══ Extract provided ══
Maternity Leave Regulations

Moms to be that are in the work force should know the laws and regulations in their area for maternity leave. The Family and Medical Leave Act states if a soon to be mom has worked in the United States for more than a year, she is entitled to 12 weeks of unpaid leave. This does not apply, especially, for small businesses with less than 50 employees, and might reflect in company policy. It should be noted that sometimes this is under state law, and should be researched at a state level too. It always helps to talk with another co-worker who has gone on leave previously. She would be able to give insight into expectations presented by the company on leaving and returning.

Preparing for Leave

Your boss should be the first to know you’re pregnant. This conversation should be had with your boss first before the excitement all telling your colleagues. It will show your intentions of coming back to work, and both of you will be on the same page of your return.

After you have established the duration and policy for maternity leave with your company and spoken with your boss, it’s now time to organize a plan. Getting together a list of your responsibilities, and look to see who they can be delegated to for a short time. It shouldn’t be presented as another task for the co-worker, but as them stepping up and being sought after because you know they can handle more. Take time to ensure each role is properly assigned and clearly instructed on how to do.

If you do have client relationships, keep them in the know. Introduce them to who will be stepping in for the time being over a period of time, so the client can grow to trust them. Sometimes it can be difficult for the client to understand or trust the new person stepping in, but ensure them it is brief, but needed for you to return with no complications for them! Plus, you don’t have to completely cut all ties while on leave. Moms can always “check in” via email or phone briefly, as long as it is convenient for you!

The Do’s and Dont's of Maternity Leave:

Don’t:
  • Assume everyone is eager to add more tasks to their plate while you are gone – let them know this is something that they were sought out for and can only see as succeeding in
  • Stick to the plan, no matter what— be open to changes
  • Think is time to check out completely from your job — send an email or call to let the office know you’re here for questions or concerns
Do:
  • Do your diligence on maternity leave and all guidelines and procedures that need to be followed by your company
  • Be the first to tell your boss the news — assume that once one person knows, everyone will know
  • Treat maternity leave as an opportunity for growth — for both you and your team

Organizing, delegating, worrying about someone taking over your projects and the daunting return to work is a challenge for new moms. It’s not impossible but does take time management and cooperative co-workers to make everything go smoothly.
═══
══ Record extracts ══
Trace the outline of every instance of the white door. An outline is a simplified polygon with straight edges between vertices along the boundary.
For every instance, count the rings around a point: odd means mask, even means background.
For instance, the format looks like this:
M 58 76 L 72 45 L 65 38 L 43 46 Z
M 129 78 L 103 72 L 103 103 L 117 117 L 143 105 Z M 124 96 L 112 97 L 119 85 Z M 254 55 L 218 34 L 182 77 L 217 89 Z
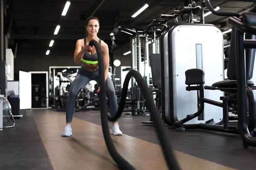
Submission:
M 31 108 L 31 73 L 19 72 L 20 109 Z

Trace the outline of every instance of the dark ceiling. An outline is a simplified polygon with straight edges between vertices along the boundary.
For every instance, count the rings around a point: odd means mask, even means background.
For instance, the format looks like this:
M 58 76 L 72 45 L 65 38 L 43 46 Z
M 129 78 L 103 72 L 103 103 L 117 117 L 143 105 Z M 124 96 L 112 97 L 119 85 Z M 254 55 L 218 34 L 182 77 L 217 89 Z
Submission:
═══
══ Record extracts ══
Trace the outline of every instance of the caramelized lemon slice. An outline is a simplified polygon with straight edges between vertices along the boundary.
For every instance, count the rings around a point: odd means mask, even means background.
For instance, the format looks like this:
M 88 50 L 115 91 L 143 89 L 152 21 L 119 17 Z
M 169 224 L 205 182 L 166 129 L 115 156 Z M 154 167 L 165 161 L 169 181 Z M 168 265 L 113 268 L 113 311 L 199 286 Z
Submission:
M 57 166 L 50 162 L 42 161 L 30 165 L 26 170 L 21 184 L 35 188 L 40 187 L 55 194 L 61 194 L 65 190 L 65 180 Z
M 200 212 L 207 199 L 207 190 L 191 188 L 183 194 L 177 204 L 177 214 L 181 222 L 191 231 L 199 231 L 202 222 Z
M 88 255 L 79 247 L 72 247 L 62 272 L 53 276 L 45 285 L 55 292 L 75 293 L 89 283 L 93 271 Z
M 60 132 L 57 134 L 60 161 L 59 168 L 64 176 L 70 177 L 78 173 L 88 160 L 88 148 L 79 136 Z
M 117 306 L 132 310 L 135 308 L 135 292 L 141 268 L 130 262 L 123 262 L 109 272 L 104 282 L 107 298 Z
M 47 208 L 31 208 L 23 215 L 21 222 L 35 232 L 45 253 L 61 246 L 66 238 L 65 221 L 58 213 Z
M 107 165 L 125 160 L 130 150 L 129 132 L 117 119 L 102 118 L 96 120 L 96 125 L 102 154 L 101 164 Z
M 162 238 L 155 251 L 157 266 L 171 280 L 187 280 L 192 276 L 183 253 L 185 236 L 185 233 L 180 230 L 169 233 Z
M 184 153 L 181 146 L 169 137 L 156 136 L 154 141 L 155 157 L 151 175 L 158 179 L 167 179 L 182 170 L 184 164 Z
═══
══ Record extracts ══
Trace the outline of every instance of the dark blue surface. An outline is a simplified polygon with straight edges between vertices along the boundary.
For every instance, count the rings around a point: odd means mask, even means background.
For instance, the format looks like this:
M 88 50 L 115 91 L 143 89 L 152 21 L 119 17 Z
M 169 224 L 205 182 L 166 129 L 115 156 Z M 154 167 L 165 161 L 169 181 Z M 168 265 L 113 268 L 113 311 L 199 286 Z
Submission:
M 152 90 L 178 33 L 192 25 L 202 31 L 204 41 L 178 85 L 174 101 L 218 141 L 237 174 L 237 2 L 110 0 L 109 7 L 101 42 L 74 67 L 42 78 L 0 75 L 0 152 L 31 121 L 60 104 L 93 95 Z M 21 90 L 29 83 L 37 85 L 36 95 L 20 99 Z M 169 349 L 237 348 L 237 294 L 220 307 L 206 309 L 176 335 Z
═══
Exercise set –
a: According to the maternity leave article, how many weeks of unpaid leave does the Family and Medical Leave Act grant?
b: Revise the maternity leave article from "After you have" to "on how to do.", replacing "delegated" with "handed off".
c: List every recommendation that the maternity leave article gives under the heading "Do:".
The material comes from a separate source and is unrelated to the maternity leave article.

Solutions for each task –
a: 12 weeks.

b:
After you have established the duration and policy for maternity leave with your company and spoken with your boss, it’s now time to organize a plan. Getting together a list of your responsibilities, and look to see who they can be handed off to for a short time. It shouldn’t be presented as another task for the co-worker, but as them stepping up and being sought after because you know they can handle more. Take time to ensure each role is properly assigned and clearly instructed on how to do.

c:
- Do your diligence on maternity leave and all guidelines and procedures that need to be followed by your company
- Be the first to tell your boss the news — assume that once one person knows, everyone will know
- Treat maternity leave as an opportunity for growth — for both you and your team